## SHORT TASK
Please count the lines in the listing below that contain the word "calculator", and reply with that number alone.

>> start

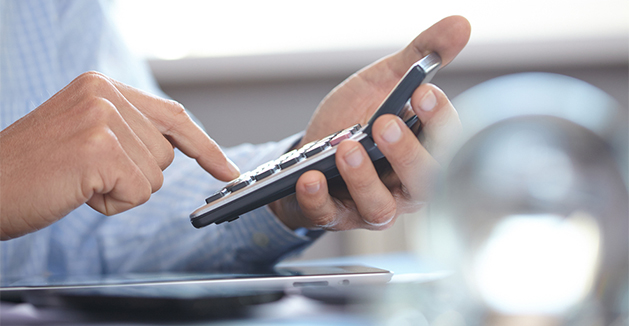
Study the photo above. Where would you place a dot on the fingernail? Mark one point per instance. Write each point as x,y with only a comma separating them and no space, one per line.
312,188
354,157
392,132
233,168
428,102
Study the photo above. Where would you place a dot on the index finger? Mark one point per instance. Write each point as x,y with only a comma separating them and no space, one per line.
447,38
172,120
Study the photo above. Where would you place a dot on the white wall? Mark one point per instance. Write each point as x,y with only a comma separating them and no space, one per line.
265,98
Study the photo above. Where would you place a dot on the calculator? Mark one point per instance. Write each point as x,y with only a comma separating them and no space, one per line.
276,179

>> end
>> start

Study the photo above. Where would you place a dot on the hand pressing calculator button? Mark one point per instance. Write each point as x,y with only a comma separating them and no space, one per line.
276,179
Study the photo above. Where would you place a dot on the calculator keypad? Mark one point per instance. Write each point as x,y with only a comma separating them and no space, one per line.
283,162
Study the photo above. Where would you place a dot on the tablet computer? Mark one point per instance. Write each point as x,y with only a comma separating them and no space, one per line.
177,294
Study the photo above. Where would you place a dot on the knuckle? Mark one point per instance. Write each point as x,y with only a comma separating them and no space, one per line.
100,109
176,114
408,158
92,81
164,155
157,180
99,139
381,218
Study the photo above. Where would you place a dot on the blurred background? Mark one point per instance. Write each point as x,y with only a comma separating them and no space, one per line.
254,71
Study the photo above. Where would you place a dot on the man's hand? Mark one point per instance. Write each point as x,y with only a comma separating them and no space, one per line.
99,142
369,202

>> end

## CORRECT RESPONSE
3